_Given task 1_. Convert the rows, from the start of the rows up to and including the line with "Write them as", into a JSON list of strings with one string per line, skipping blank lines. Leave the pictures out of the answer.

_Selection_.
_____
Skip to content

JunY387/Voxify

Repository files navigation

Voxify

Voxify is an AI-powered voice cloning and text-to-speech platform that enables users to create personalized synthetic voices from audio samples. The application leverages cutting-edge diffusion transformer technology (F5-TTS) to generate high-quality, natural-sounding speech by capturing tone, rhythm, and accent of different voices.


Overview

Voxify's core capabilities consist of voice sample processing, embedding generation, real-time synthesis, and precise timing control for natural speech patterns.

Context & Value: Voice cloning technology addresses the growing demand for personalized audio content across multiple industries. Traditional TTS systems produce generic, robotic voices that lack emotional nuance and personal connection. Voxify solves this by making voice synthesis technology more accessible through a user-friendly API while maintaining enterprise-grade security and performance standards.

The platform's value lies in its ability to capture human vocal identity digitally, thereby enabling content creators, businesses, and individuals to scale personalized audio production without sacrificing authenticity or quality.


Key Use Cases

This project hopes to aid primarily in content creation and media production, business and enterprise applications, accessibility and assistive technology, and personal and creative applications. Creators and producers can create high-quality voiceovers, create multiple characters for storytelling, or produce content in their own voice when physically unavailable, all while ensuring consistency in quality. Organizations can enhance their customer experience and streamline communication processes by maintaining consistent service for customer support, marketing messages, or executive communications.

Beyond professional use, Voxify enables personal expression and memory preservation with voice manipulation, character creation, and other settings to preserve loved ones' voices or create fictional voices for creative expression. Additionally, accessibility needs can also be met by providing individuals with speech impairments or language barriers the opportunity to recreate their original voice in speech for their original language or others while preserving vocal identity.

Key Features

Voice Cloning and Synthesis:

  • Upload audio samples to create personalized voice models.
  • Generate natural-sounding speech from any text input using cloned voices.

User Management and Security:

  • Secure user authentication and profile management.
  • Job status tracking for synthesis requests.

Technical Infrastructure:

  • RESTful API architecture for easy integration.
  • Dual database system and CI/CD pipeline for automated testing and quality assurance.

AI-Powered Processing:

  • F5-TTS diffusion transformation technology, with fine-tuning options for improved voice quality.
  • Model versioning and management capabilities.
_____
_Given entries_.

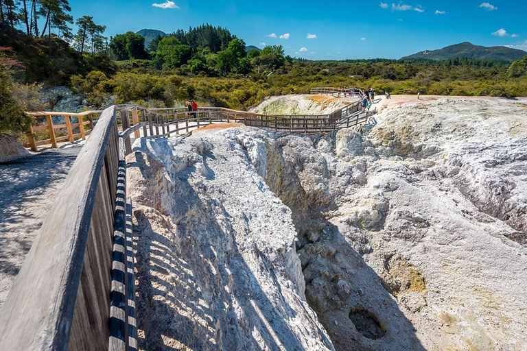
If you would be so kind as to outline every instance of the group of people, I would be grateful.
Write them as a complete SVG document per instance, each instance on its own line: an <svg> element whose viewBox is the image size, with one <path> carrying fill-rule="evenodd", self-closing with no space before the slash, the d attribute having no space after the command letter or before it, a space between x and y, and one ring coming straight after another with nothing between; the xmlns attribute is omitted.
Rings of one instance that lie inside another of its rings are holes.
<svg viewBox="0 0 527 351"><path fill-rule="evenodd" d="M338 97L340 97L340 95L342 93L344 93L344 97L355 97L355 90L351 86L349 88L347 87L346 86L344 86L344 88L339 86Z"/></svg>
<svg viewBox="0 0 527 351"><path fill-rule="evenodd" d="M371 104L373 104L375 99L375 89L374 89L373 86L371 87L368 90L364 90L364 97L362 98L362 101L361 102L361 106L362 106L363 112L366 111L366 108L368 111L370 110Z"/></svg>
_____
_Given task 2_.
Answer these questions about the Voxify page:
(a) What technology does Voxify use to generate speech?
(b) Under "User Management and Security", what is tracked for synthesis requests?
(c) What kind of API architecture does the page list under "Technical Infrastructure"?

_Task response 1_.
[
  "If you would be so kind as to outline every instance of the group of people, I would be grateful.",
  "Write them as a complete SVG document per instance, each instance on its own line: an <svg> element whose viewBox is the image size, with one <path> carrying fill-rule=\"evenodd\", self-closing with no space before the slash, the d attribute having no space after the command letter or before it, a space between x and y, and one ring coming straight after another with nothing between; the xmlns attribute is omitted."
]

_Task response 2_.
(a) Diffusion transformer technology (F5-TTS).
(b) Job status.
(c) A RESTful API architecture.